• Directions
Search the entries below for the word "headlight" and copy each line that has it.

(Data to examine)

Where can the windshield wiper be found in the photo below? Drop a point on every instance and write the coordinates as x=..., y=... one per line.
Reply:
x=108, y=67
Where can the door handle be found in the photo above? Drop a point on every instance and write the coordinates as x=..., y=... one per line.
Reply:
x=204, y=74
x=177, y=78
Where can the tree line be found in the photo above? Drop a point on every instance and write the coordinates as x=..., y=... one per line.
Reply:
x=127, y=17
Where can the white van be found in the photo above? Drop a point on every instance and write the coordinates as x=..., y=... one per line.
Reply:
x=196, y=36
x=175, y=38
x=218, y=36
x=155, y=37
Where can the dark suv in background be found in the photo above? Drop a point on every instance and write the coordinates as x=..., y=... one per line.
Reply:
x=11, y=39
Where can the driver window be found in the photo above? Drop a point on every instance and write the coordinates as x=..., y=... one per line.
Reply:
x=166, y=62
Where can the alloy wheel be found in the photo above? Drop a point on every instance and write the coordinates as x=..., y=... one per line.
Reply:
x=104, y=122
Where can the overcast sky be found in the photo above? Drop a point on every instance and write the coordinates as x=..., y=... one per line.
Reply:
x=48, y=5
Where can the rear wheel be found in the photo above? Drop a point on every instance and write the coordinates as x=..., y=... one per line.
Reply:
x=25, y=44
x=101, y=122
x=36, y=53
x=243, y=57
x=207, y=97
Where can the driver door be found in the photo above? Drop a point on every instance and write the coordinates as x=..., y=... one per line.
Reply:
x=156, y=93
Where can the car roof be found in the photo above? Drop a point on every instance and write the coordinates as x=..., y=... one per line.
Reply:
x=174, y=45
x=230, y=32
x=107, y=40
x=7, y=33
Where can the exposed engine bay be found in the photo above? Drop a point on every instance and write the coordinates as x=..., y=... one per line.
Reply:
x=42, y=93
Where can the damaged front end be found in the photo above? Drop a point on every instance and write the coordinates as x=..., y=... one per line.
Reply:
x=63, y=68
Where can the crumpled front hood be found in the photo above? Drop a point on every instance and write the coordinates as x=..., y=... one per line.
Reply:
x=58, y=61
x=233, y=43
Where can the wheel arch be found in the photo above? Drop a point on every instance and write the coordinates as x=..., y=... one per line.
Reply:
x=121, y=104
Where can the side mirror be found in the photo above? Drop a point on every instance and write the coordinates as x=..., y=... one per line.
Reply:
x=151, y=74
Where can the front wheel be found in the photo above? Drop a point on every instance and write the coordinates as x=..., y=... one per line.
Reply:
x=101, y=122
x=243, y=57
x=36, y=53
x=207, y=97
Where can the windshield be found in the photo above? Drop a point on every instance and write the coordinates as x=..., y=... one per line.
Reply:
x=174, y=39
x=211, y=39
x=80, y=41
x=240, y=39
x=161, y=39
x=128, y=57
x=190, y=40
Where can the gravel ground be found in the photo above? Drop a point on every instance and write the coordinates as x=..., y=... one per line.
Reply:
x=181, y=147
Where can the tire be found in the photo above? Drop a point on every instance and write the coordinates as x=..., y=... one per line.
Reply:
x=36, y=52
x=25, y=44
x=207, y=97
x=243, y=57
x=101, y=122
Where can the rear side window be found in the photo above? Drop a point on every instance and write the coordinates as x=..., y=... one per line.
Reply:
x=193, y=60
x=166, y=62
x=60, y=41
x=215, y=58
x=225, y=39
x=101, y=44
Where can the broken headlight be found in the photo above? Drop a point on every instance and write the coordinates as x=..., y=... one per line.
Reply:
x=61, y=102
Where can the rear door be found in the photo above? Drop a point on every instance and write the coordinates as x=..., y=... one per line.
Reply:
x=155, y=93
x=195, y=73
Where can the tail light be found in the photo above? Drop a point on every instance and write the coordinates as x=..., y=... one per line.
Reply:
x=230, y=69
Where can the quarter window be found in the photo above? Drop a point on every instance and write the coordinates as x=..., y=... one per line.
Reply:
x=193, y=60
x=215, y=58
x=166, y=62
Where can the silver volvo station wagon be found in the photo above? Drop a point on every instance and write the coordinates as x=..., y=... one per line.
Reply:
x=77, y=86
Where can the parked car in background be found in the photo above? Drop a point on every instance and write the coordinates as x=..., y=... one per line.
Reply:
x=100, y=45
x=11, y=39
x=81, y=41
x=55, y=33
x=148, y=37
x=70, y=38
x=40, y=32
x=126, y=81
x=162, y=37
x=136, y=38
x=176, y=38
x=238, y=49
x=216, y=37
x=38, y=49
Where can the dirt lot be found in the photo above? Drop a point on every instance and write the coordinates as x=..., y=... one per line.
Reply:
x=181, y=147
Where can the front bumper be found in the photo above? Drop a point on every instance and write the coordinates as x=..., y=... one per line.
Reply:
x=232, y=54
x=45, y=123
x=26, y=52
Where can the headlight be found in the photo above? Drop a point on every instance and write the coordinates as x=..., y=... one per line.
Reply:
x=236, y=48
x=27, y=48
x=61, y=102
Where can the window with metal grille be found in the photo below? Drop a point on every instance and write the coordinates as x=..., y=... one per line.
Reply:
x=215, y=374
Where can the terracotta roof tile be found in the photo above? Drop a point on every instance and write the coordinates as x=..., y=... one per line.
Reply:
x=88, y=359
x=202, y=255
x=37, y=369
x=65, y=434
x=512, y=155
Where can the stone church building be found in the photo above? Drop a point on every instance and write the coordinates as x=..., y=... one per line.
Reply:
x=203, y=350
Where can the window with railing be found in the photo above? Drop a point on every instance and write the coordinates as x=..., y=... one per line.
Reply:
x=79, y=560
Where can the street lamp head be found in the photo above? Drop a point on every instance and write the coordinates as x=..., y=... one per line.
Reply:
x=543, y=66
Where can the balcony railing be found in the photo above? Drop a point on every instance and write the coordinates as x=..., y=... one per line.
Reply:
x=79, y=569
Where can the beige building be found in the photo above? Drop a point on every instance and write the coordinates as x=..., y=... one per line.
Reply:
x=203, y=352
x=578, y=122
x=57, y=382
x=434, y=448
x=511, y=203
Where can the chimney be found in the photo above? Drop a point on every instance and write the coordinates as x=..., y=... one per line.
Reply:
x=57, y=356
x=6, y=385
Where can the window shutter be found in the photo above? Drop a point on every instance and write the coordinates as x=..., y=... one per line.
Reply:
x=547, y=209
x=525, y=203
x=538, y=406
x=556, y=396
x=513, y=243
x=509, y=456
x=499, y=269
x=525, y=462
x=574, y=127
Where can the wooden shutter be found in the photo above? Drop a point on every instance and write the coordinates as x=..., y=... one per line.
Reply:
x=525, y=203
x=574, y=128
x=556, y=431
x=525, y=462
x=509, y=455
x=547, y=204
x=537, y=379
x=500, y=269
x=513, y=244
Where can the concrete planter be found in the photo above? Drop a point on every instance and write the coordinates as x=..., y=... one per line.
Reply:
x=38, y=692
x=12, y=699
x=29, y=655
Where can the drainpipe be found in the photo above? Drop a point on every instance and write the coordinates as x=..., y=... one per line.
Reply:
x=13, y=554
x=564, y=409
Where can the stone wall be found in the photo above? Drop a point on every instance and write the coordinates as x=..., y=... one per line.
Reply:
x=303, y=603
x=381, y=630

(End Data to examine)

• Answer to this exercise
Where can the broken headlight be found in the photo above? Drop a point on every instance and write the coordinates as x=..., y=... one per line.
Where can the headlight be found in the photo above? Drop a point on every instance and write the coordinates as x=..., y=... one per line.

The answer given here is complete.